_Problem requirements:_ Retype every entry in its entirety, without alteration.

_Material:_
+---+
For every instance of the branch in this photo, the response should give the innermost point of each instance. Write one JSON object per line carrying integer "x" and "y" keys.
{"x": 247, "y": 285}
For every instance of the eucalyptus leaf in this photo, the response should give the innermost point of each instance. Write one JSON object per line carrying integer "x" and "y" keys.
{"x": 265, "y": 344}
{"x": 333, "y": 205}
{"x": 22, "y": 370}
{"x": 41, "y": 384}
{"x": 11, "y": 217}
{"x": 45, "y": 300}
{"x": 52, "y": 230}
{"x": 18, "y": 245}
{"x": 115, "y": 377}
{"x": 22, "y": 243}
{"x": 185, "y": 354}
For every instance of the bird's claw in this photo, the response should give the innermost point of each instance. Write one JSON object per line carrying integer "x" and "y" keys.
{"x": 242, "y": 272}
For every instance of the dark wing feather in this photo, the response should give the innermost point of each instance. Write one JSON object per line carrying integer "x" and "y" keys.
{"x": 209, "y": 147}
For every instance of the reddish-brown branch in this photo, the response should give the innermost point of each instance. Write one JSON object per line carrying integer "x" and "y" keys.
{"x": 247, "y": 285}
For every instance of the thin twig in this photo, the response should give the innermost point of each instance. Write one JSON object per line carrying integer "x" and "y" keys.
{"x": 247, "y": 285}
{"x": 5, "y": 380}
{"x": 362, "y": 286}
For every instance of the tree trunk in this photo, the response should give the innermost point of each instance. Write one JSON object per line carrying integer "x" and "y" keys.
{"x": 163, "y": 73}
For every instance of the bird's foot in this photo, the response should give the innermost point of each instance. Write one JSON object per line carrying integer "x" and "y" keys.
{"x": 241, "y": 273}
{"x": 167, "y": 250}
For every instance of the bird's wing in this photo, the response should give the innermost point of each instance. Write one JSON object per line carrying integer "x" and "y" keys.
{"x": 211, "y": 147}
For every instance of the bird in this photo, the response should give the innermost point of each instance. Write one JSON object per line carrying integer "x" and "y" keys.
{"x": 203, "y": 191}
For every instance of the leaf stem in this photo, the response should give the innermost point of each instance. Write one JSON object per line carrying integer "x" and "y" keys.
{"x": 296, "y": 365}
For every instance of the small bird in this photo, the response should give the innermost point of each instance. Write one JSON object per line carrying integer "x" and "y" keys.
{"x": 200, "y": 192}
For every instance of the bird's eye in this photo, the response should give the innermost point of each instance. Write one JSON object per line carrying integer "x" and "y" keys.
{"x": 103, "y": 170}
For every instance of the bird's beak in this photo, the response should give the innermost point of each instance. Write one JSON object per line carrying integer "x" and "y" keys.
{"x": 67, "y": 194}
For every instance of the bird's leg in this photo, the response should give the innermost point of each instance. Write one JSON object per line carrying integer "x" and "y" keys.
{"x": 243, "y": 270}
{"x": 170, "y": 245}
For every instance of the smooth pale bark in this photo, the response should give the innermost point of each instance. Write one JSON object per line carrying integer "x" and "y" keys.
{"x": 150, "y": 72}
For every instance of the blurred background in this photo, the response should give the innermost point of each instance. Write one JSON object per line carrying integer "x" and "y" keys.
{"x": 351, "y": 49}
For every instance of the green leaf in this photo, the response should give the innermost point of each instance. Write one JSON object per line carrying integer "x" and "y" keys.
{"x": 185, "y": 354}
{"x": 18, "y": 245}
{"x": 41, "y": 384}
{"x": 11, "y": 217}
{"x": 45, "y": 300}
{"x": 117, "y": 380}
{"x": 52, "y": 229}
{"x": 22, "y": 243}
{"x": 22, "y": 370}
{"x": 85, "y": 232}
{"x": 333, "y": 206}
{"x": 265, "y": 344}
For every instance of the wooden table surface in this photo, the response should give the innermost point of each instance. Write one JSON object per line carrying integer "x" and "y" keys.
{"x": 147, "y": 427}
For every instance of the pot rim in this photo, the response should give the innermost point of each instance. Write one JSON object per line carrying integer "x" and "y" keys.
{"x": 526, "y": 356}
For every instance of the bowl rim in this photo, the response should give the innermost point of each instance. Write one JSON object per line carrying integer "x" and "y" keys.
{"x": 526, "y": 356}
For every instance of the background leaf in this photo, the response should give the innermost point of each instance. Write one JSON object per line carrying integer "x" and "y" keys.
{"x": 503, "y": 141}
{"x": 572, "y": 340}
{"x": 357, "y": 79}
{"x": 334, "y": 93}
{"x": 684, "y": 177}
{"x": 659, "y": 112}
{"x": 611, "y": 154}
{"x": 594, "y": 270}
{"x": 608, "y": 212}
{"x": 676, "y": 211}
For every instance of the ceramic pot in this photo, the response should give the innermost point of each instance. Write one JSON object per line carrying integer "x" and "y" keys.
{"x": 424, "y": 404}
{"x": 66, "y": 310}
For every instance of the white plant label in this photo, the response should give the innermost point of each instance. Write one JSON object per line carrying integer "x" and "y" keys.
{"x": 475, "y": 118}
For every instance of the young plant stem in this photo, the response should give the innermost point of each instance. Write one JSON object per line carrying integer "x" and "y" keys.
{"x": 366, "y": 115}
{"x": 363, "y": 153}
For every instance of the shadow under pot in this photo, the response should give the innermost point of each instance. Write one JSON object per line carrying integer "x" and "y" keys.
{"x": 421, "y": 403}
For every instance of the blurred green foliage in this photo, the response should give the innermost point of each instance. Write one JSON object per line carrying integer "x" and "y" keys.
+---+
_The reply:_
For every instance of the branch in this photo, the response should give the innermost point of each instance. Write one JSON object per line carrying integer "x" and "y" keys.
{"x": 247, "y": 285}
For every instance of the eucalyptus leaf in this photo, the response should give the innermost point of each instance. Write one JSON object per line carrying integer "x" and "y" keys.
{"x": 265, "y": 344}
{"x": 333, "y": 205}
{"x": 22, "y": 370}
{"x": 41, "y": 384}
{"x": 11, "y": 217}
{"x": 45, "y": 300}
{"x": 52, "y": 230}
{"x": 18, "y": 245}
{"x": 115, "y": 377}
{"x": 22, "y": 243}
{"x": 185, "y": 354}
For every instance of the bird's claw in this photo, the response should give the innermost point of each instance. Write one JSON object per line carrying integer "x" and "y" keys.
{"x": 242, "y": 272}
For every instance of the dark wing feather in this photo, the response should give the innermost point of each instance. Write one JSON object per line carrying integer "x" and "y" keys.
{"x": 209, "y": 147}
For every instance of the reddish-brown branch in this photo, the response should give the innermost point of each instance. Write one JSON object per line carrying integer "x" and "y" keys.
{"x": 247, "y": 285}
For every instance of the thin twig in this photo, the response should give the innermost point of each instance. Write one JSON object per line carrying integer "x" and "y" keys.
{"x": 247, "y": 285}
{"x": 5, "y": 380}
{"x": 362, "y": 286}
For every instance of the tree trunk in this photo, the response should give the innermost point of each instance. Write one JSON object per line carrying integer "x" and "y" keys.
{"x": 163, "y": 73}
For every instance of the bird's foot in this photo, the response should give the innermost point of each instance. Write one JSON object per line carrying integer "x" and "y" keys.
{"x": 241, "y": 273}
{"x": 167, "y": 250}
For every instance of the bird's wing in this photo, the response should give the innermost point of each instance. Write one JSON object per line carrying integer "x" and "y" keys.
{"x": 211, "y": 147}
For every instance of the bird in this photo, the response should give the innermost point of each instance. Write one JSON object per line carrying integer "x" and "y" keys.
{"x": 203, "y": 191}
For every instance of the leaf stem in this photo, the response should give the innermost point of each instance. Write one JSON object per line carrying integer "x" and "y" keys.
{"x": 296, "y": 365}
For every instance of the small bird in this photo, the response should give the innermost point of each instance. Write one JSON object per line carrying integer "x" and "y" keys.
{"x": 200, "y": 192}
For every instance of the bird's eye in this photo, the response should give the innermost point of each instance. Write one JSON object per line carrying integer "x" and "y" keys.
{"x": 103, "y": 170}
For every instance of the bird's beak in this photo, the response should give the innermost point of each instance. Write one JSON object per line carrying integer "x" and "y" keys.
{"x": 67, "y": 194}
For every instance of the bird's leg in this photo, the response should give the innermost point of each instance. Write one JSON object per line carrying integer "x" and "y" keys.
{"x": 243, "y": 270}
{"x": 170, "y": 245}
For every instance of the smooth pale bark in this photo, the response should give the innermost point of each instance. Write one JSON object per line carrying integer "x" and "y" keys.
{"x": 150, "y": 72}
For every instance of the blurred background in this photo, the response should give the innermost point of each instance. Write one JSON object per line carrying integer "x" and "y" keys.
{"x": 351, "y": 49}
For every instance of the green leaf in this photo, the response should give the innermost point of each instance. Write one JSON object per line carrying integer "x" and "y" keys.
{"x": 185, "y": 354}
{"x": 18, "y": 245}
{"x": 41, "y": 384}
{"x": 11, "y": 217}
{"x": 45, "y": 300}
{"x": 117, "y": 380}
{"x": 52, "y": 229}
{"x": 22, "y": 243}
{"x": 22, "y": 370}
{"x": 85, "y": 232}
{"x": 333, "y": 206}
{"x": 265, "y": 344}
For every instance of the wooden table surface in this photo, the response should give the innermost point of each instance. Write one JSON object per line carrying integer "x" and "y" keys.
{"x": 147, "y": 427}
For every instance of the pot rim in this photo, the response should give the innermost point of each instance. Write one JSON object per line carrying integer "x" and "y" keys.
{"x": 526, "y": 356}
For every instance of the bowl rim in this photo, the response should give the innermost point of each instance. Write one JSON object per line carrying integer "x" and "y" keys.
{"x": 526, "y": 356}
For every instance of the background leaf in this photo, the response should give the innermost point of each instance. Write one JSON object per line carrying integer "x" and "y" keys.
{"x": 503, "y": 141}
{"x": 572, "y": 340}
{"x": 357, "y": 79}
{"x": 334, "y": 93}
{"x": 684, "y": 177}
{"x": 659, "y": 112}
{"x": 611, "y": 154}
{"x": 594, "y": 270}
{"x": 608, "y": 212}
{"x": 676, "y": 211}
For every instance of the ceramic pot in this photo, the response should give the innermost point of each instance. Write one JSON object per line carrying integer "x" and "y" keys.
{"x": 424, "y": 404}
{"x": 66, "y": 310}
For every instance of the white plant label in this photo, the response should give the innermost point of each instance. Write one JSON object per line carrying integer "x" and "y" keys.
{"x": 475, "y": 118}
For every instance of the young plant stem in this photo, the response should give the innermost point of each instance. Write one JSON object per line carrying integer "x" and "y" keys.
{"x": 366, "y": 115}
{"x": 363, "y": 153}
For every instance of the shadow under pot in this photo, the response should give the innermost point of each instance. Write one JSON object per line carrying integer "x" and "y" keys.
{"x": 421, "y": 403}
For every instance of the blurred green foliage in this photo, the response should give the innermost point of each instance. Write one JSON object per line carrying integer "x" and "y" keys.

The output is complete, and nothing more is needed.